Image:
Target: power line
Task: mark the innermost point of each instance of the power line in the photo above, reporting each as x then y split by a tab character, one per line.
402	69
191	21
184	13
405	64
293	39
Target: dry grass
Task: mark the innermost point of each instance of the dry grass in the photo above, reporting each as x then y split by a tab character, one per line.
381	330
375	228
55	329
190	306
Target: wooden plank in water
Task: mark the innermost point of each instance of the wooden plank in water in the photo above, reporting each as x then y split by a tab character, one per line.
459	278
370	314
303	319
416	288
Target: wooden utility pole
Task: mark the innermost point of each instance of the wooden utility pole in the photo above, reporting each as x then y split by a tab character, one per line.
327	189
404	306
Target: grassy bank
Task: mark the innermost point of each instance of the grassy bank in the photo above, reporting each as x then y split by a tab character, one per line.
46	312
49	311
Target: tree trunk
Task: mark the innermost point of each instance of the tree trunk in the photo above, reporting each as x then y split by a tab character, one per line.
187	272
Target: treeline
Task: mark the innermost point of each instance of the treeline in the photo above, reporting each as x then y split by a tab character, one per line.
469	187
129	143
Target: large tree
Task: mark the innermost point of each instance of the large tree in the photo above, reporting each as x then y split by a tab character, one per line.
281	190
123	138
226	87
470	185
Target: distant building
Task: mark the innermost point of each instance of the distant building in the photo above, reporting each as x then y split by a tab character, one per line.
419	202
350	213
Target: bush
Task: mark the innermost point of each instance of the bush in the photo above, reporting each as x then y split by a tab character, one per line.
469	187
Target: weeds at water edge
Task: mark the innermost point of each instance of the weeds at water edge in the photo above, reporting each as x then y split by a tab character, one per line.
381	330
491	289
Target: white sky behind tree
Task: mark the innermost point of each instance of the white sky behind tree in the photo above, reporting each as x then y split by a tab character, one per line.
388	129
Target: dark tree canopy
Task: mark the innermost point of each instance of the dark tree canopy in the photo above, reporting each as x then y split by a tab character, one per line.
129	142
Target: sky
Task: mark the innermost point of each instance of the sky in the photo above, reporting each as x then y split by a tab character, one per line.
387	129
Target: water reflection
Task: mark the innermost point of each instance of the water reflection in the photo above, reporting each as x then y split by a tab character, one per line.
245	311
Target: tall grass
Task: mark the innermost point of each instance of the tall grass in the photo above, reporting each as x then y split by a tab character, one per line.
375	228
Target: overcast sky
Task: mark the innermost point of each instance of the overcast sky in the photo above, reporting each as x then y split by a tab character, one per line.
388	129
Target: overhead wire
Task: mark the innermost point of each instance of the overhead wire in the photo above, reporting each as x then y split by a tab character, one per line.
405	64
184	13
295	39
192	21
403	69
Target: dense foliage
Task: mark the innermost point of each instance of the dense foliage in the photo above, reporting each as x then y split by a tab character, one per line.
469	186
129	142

########

• [Exercise brief]: All entries must be duplicated exactly, with none left out.

• [Output of the exercise]:
Image:
Target: power line
Task: mark the innermost point of each instance of the power line in the photo above, reporting each as x then y split by a tab character, one per line.
402	69
191	21
184	13
405	64
293	39
Target: dry grass
Task: mark the innermost point of each instance of the dry grass in the photo above, reporting each as x then y split by a tab character, one per line.
381	330
375	228
55	329
190	306
Target: wooden plank in water
Task: mark the innermost point of each instance of the wooden plank in water in the photo above, reporting each as x then y split by a tab character, one per line.
459	278
370	314
303	319
416	288
Target: wooden utility pole
Task: mark the innermost point of each instance of the wooden utility pole in the photo above, reporting each as x then y split by a tab character, one per line.
327	189
404	306
Target: grassy bank
Task: mark the innermost point of each instance of the grassy bank in the photo above, reporting each as x then y split by a tab character, one per line.
46	312
49	311
Target: tree trunk
Task: mark the innermost point of each instance of the tree trunk in the photo above, reporting each as x then y split by a tab character, one per line.
187	272
Target: treeline
Task: mark the innermost point of each instance of the treeline in the photo above, reporting each as x then y split by a tab character, one per line.
469	187
129	143
Target: large tree
Task: mark the innermost point of each instance of the large tree in the photo above, reporting each as x then y split by a tab character, one per line.
281	190
123	138
226	87
470	185
Target: distant building
Task: mark the innermost point of each instance of the distant building in the photo above, reporting each as x then y split by a tab character, one per line.
419	202
350	213
Target: bush
Task: mark the innermost point of each instance of the bush in the photo above, reporting each as x then y split by a tab character, one per line.
469	187
Target: weeds at water edge
Task: mark the innermost point of each instance of the weeds at water edge in the photo above, reporting each as x then y split by a tab character, one per line.
381	330
491	289
Target: white sky behind tree
Task: mark the innermost point of each instance of the white sky behind tree in the photo above, reporting each as x then y split by a tab character, one per line.
388	129
Target: dark tree canopy
Task: mark the innermost point of each instance of the dark tree canopy in the photo above, reporting each as x then y split by a tab character, one per line.
129	142
Target: sky
Task: mark the innermost point of each instance of the sky in the photo above, reporting each as x then y split by a tab character, one per line.
387	129
Target: water reflection
Task: mark the innermost point of each instance of the water reflection in the photo above, reporting each as x then y split by a tab character, one per line.
245	311
Target: tall grass
Task: mark the innermost point of each instance of the tall grass in the photo above, reporting each as x then y split by a tab character, one per line.
375	228
Target: overcast sky
Task: mark the innermost point of each instance of the overcast sky in the photo above, reporting each as x then y split by a tab character, one per line.
388	129
Target: overhead wire
Task: mark the innermost point of each instance of the overhead wire in the photo above, reporting each as x then y split by a tab character, one per line.
405	64
184	13
295	39
192	21
403	69
Target: dense foliage
Task: mark the innermost point of each instance of the dense foliage in the photo above, reporting each as x then y split by a tab character, one per line.
469	186
129	142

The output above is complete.